#### INPUT FOR THIS TASK

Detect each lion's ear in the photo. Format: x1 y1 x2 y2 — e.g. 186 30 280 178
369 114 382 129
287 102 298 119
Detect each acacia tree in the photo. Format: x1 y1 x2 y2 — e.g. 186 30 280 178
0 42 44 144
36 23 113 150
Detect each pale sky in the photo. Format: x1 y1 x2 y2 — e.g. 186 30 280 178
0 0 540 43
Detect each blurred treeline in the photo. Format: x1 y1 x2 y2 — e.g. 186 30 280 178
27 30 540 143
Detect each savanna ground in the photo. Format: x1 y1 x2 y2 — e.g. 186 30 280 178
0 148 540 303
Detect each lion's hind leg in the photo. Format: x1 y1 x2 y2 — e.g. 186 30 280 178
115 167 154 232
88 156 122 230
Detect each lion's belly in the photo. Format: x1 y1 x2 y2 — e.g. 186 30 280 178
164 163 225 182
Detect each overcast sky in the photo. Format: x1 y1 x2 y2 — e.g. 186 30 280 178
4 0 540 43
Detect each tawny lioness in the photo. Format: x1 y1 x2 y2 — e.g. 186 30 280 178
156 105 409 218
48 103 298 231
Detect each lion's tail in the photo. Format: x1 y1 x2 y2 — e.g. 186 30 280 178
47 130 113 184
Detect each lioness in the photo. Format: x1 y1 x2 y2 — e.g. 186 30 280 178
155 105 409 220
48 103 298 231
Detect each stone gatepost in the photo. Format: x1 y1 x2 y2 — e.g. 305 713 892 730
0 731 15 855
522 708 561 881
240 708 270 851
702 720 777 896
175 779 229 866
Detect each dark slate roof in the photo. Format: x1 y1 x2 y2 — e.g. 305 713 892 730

########

Reproduce every line of the data above verbatim.

## FINAL RESULT
Detect each lion's ear in the photo. Format: x1 y1 x2 y2 — e.g. 186 30 280 178
369 114 382 129
287 102 298 119
Detect each acacia tree in the photo. Format: x1 y1 x2 y2 — e.g. 186 30 280 178
0 42 44 144
36 23 113 150
Detect each pale sky in the photo. Format: x1 y1 x2 y2 — e.g. 186 30 280 178
0 0 540 43
Detect each blurred treeline in the photo. Format: x1 y1 x2 y2 — e.g. 186 30 280 178
27 30 540 143
Detect each savanna ground in the photo. Format: x1 y1 x2 y2 — e.g. 186 30 280 178
0 148 540 303
Detect each lion's hind leg in the photo. Format: x1 y1 x2 y2 — e.g. 186 30 280 178
115 167 154 232
88 156 122 230
Detect each lion's belly in the photo. Format: x1 y1 x2 y2 — e.g. 186 30 280 178
164 163 225 182
Detect each overcast sky in the photo. Format: x1 y1 x2 y2 — e.g. 186 30 280 178
4 0 540 43
Detect each tawny lioness in the photo. Format: x1 y1 x2 y2 — e.g. 186 30 280 178
156 105 409 218
48 103 298 231
Detect each lion's tail in the photo. Format: x1 y1 x2 y2 — e.g. 186 30 280 178
47 130 113 184
Detect each lioness in the photo. Format: x1 y1 x2 y2 — e.g. 186 30 280 178
155 105 409 220
48 103 298 231
Detect each stone gatepost in the photo. Format: x1 y1 x2 y2 — e.g. 305 713 892 730
0 731 15 855
522 708 561 881
240 708 270 851
702 720 777 896
175 779 229 866
Detect each dark slate roof in the photo. Format: x1 y1 x2 y2 — e.g. 305 713 892 730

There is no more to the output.